*Your goal:* Which of the lines below contain the string "localization"? Find them and copy each one in full. Uppercase and lowercase count as different.

*Exercise data:*

━━━━━━━━━━

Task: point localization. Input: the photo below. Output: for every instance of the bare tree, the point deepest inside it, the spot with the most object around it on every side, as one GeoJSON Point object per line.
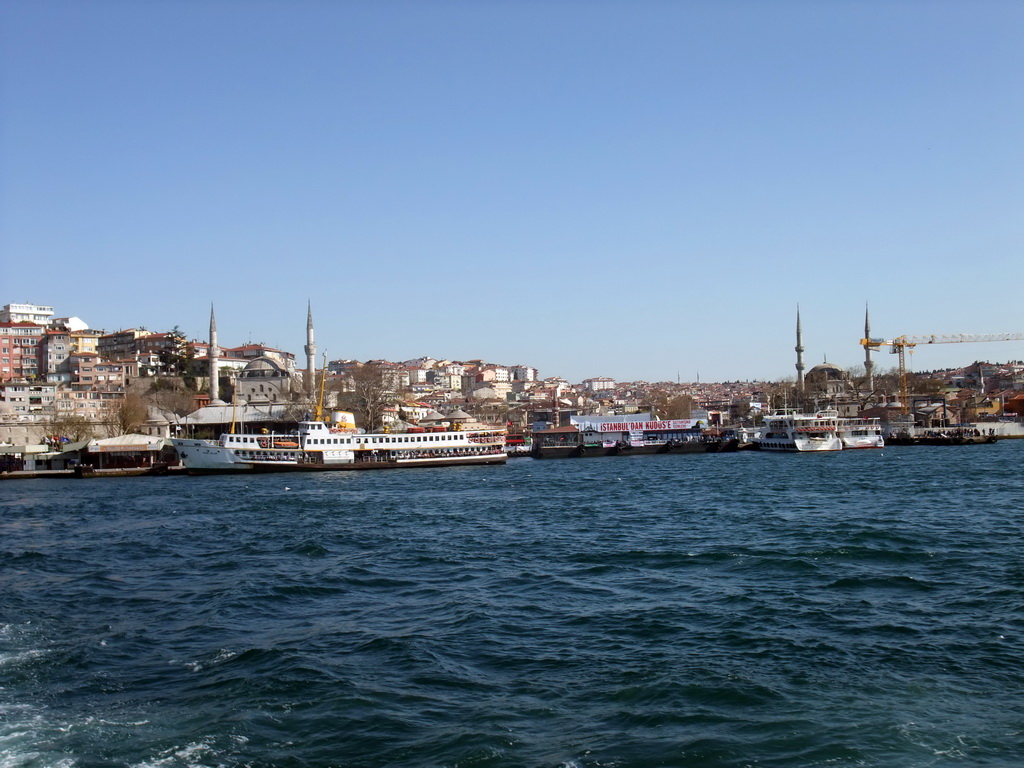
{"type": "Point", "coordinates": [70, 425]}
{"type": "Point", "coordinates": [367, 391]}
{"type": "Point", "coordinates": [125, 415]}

━━━━━━━━━━

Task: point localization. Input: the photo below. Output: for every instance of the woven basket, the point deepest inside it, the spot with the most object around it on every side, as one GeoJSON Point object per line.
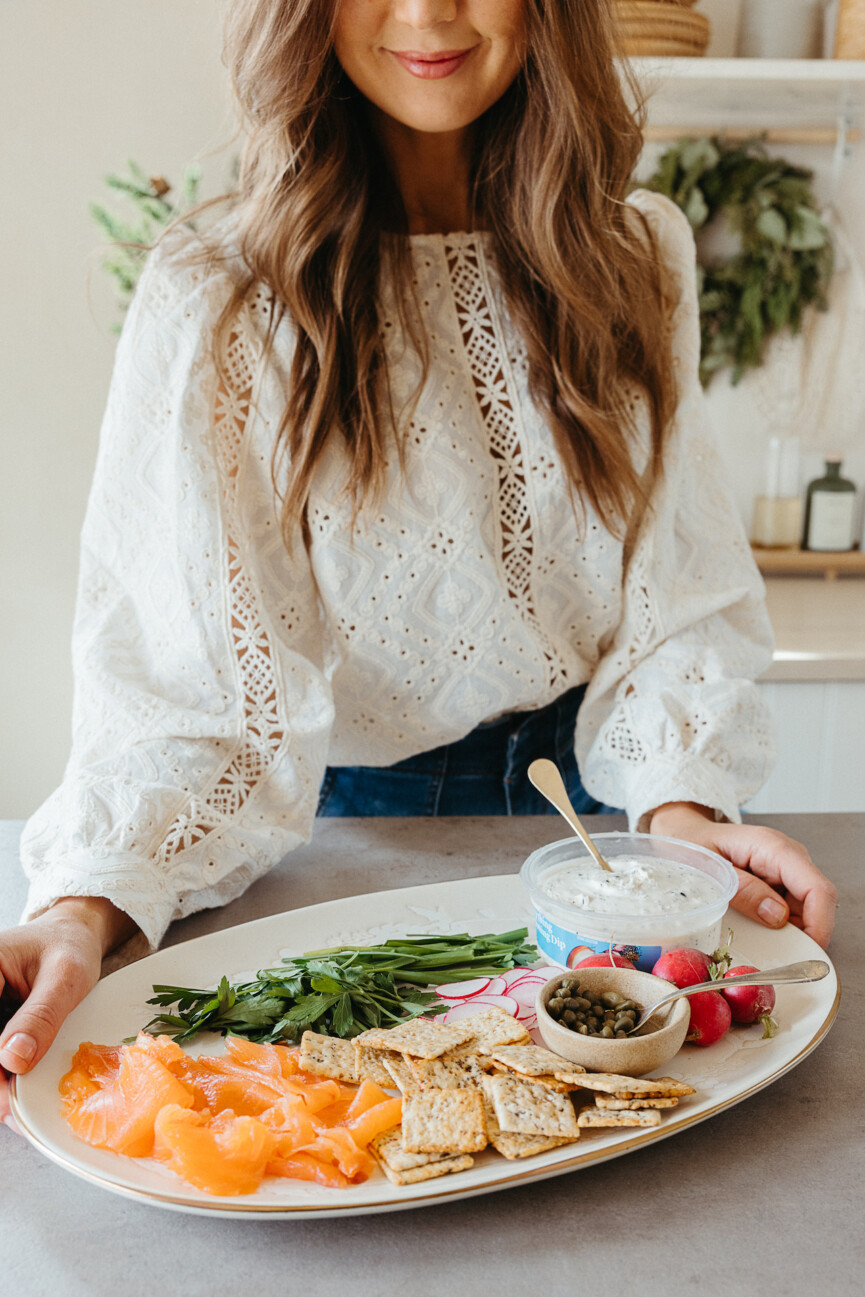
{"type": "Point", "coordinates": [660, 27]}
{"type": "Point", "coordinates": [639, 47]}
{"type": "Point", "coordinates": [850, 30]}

━━━━━━━━━━

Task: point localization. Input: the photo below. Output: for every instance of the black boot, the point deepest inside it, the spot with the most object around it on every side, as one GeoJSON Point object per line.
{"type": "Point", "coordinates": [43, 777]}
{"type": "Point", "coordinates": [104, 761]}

━━━━━━━━━━

*Answer to the problem:*
Task: point localization. Input: the photo below. Output: for every instance of the bare tree, the point deepest inside it, the spot with the most object around it on every side, as one GeoJSON Point object per line.
Task: point localization. Input: the photo below. Output: for every instance of the woven basket, the point deepest inside it, the spot with the most object around it on every side, as one GeoJSON Point object per line.
Task: point localization. Input: the photo below. Output: for every instance of the black boot, the point deepest inside it, the spot with the most object around it on every side, as one GeoJSON Point object per line.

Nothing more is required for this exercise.